## TASK
Return all the records, each one exactly as given.

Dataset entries
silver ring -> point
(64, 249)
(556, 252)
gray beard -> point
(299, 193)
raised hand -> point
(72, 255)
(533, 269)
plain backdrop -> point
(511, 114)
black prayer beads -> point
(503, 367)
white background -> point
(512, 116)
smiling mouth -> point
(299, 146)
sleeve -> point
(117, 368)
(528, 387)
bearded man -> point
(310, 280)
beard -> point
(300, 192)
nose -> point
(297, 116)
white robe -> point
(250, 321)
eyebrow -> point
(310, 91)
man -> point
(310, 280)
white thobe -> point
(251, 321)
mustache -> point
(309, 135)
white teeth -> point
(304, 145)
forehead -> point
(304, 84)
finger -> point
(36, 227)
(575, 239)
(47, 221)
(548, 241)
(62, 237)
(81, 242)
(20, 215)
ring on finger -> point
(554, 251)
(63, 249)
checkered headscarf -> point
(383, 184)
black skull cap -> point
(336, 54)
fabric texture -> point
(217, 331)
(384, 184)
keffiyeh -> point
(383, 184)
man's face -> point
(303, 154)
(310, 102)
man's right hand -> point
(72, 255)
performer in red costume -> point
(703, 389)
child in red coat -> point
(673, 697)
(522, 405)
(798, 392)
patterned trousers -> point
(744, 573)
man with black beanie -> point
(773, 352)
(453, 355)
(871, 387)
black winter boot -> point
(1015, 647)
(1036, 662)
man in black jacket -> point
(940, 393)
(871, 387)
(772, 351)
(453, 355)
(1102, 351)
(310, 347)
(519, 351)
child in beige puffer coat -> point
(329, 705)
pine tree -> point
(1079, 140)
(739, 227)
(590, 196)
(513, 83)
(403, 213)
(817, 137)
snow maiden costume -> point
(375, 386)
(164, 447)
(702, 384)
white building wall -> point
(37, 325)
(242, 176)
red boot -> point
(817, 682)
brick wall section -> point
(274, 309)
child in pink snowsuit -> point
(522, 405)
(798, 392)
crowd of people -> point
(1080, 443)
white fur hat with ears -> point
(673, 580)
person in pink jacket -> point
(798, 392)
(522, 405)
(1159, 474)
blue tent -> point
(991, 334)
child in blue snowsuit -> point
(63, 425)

## ANSWER SPACE
silver ring -> point
(64, 249)
(556, 252)
gray beard -> point
(299, 193)
raised hand -> point
(72, 255)
(533, 269)
plain backdrop -> point
(511, 114)
black prayer beads -> point
(503, 367)
white background -> point
(512, 116)
smiling mouth -> point
(299, 146)
sleeve -> point
(117, 368)
(528, 387)
bearded man -> point
(310, 280)
beard -> point
(300, 192)
nose -> point
(297, 116)
white robe -> point
(250, 321)
eyebrow -> point
(310, 91)
man -> point
(310, 280)
white thobe -> point
(251, 321)
mustache -> point
(309, 135)
white teeth -> point
(304, 145)
forehead -> point
(304, 84)
finger -> point
(36, 227)
(575, 239)
(47, 221)
(548, 241)
(62, 237)
(81, 242)
(20, 215)
ring on finger -> point
(554, 251)
(63, 249)
checkered headscarf -> point
(383, 184)
black skull cap -> point
(336, 54)
fabric texture -> point
(217, 331)
(384, 184)
keffiyeh -> point
(383, 184)
man's face -> point
(303, 154)
(310, 102)
man's right hand -> point
(72, 255)
performer in red costume -> point
(703, 389)
child in red coat -> point
(673, 697)
(522, 405)
(798, 392)
patterned trousers -> point
(744, 573)
man with black beanie -> point
(773, 352)
(453, 355)
(871, 387)
black winter boot -> point
(1015, 647)
(1036, 662)
man in black jacket -> point
(940, 393)
(871, 387)
(772, 351)
(453, 355)
(1102, 351)
(310, 347)
(519, 351)
child in beige puffer coat -> point
(329, 705)
pine tree -> point
(1079, 140)
(739, 227)
(590, 196)
(513, 83)
(403, 213)
(817, 137)
snow maiden costume -> point
(375, 386)
(164, 447)
(702, 384)
white building wall -> point
(37, 325)
(242, 176)
red boot -> point
(817, 682)
brick wall section -> point
(274, 309)
child in pink snowsuit -> point
(522, 405)
(798, 392)
crowd of people -> point
(1080, 443)
white fur hat with ears -> point
(673, 580)
person in pink jacket -> point
(798, 392)
(522, 405)
(1159, 474)
blue tent -> point
(991, 334)
child in blue snowsuit -> point
(63, 425)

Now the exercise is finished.